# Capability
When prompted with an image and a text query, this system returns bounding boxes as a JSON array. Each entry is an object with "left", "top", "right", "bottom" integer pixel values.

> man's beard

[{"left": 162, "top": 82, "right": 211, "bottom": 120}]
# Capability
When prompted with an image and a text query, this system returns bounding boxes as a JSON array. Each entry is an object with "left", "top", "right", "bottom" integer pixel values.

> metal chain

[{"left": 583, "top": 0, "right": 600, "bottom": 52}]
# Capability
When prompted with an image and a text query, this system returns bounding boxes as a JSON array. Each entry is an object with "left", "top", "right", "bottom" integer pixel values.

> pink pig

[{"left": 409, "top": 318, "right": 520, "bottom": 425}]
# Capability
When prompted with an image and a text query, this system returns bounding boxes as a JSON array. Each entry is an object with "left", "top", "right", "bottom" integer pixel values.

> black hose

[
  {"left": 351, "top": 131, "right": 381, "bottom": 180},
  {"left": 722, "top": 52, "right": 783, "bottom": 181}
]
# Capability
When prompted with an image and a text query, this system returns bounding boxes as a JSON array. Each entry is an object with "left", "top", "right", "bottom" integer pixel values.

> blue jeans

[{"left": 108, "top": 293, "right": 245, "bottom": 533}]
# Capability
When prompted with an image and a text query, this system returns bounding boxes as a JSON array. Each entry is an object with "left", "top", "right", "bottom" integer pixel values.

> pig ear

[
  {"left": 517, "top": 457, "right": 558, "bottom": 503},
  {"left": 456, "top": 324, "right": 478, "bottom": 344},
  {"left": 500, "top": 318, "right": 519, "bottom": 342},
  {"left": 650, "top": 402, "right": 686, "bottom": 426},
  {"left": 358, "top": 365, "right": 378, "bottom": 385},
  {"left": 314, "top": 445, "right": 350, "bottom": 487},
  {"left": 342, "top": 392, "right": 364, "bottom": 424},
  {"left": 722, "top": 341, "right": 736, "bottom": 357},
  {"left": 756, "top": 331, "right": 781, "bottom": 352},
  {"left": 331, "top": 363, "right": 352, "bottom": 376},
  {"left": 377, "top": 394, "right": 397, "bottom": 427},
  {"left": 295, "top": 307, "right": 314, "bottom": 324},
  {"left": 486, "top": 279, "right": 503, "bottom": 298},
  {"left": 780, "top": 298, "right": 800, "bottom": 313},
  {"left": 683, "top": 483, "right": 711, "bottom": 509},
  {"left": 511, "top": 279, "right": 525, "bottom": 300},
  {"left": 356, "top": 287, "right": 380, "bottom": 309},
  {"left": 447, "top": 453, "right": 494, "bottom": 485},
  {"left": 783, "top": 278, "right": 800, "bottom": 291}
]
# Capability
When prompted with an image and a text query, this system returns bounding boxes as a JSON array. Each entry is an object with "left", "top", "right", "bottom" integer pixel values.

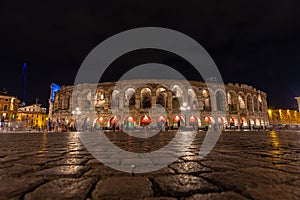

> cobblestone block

[{"left": 92, "top": 177, "right": 154, "bottom": 200}]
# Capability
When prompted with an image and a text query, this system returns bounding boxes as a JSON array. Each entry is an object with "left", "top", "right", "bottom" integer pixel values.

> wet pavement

[{"left": 0, "top": 131, "right": 300, "bottom": 200}]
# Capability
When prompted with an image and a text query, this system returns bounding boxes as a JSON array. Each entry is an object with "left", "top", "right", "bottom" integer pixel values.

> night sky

[{"left": 0, "top": 0, "right": 300, "bottom": 109}]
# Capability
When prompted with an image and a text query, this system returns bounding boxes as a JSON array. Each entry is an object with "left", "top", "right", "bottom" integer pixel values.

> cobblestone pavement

[{"left": 0, "top": 131, "right": 300, "bottom": 200}]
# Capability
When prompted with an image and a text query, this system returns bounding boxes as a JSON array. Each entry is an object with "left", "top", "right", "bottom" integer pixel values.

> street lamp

[{"left": 180, "top": 102, "right": 191, "bottom": 126}]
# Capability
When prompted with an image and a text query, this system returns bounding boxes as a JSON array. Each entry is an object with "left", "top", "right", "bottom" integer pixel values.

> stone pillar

[
  {"left": 151, "top": 94, "right": 156, "bottom": 109},
  {"left": 119, "top": 95, "right": 124, "bottom": 110},
  {"left": 167, "top": 91, "right": 173, "bottom": 110},
  {"left": 135, "top": 93, "right": 141, "bottom": 109},
  {"left": 104, "top": 92, "right": 110, "bottom": 110},
  {"left": 295, "top": 97, "right": 300, "bottom": 112}
]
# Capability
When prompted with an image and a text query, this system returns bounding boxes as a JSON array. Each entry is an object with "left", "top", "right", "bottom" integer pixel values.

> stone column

[
  {"left": 151, "top": 94, "right": 156, "bottom": 109},
  {"left": 104, "top": 92, "right": 110, "bottom": 110},
  {"left": 295, "top": 97, "right": 300, "bottom": 112},
  {"left": 167, "top": 91, "right": 173, "bottom": 110},
  {"left": 119, "top": 95, "right": 124, "bottom": 110},
  {"left": 135, "top": 92, "right": 141, "bottom": 109}
]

EXERCISE PROMPT: Pull out every line of the data above that contains the word "cobblestone", and copy each one.

OUTPUT FOR THIS TASK:
> cobblestone block
> cobblestone pavement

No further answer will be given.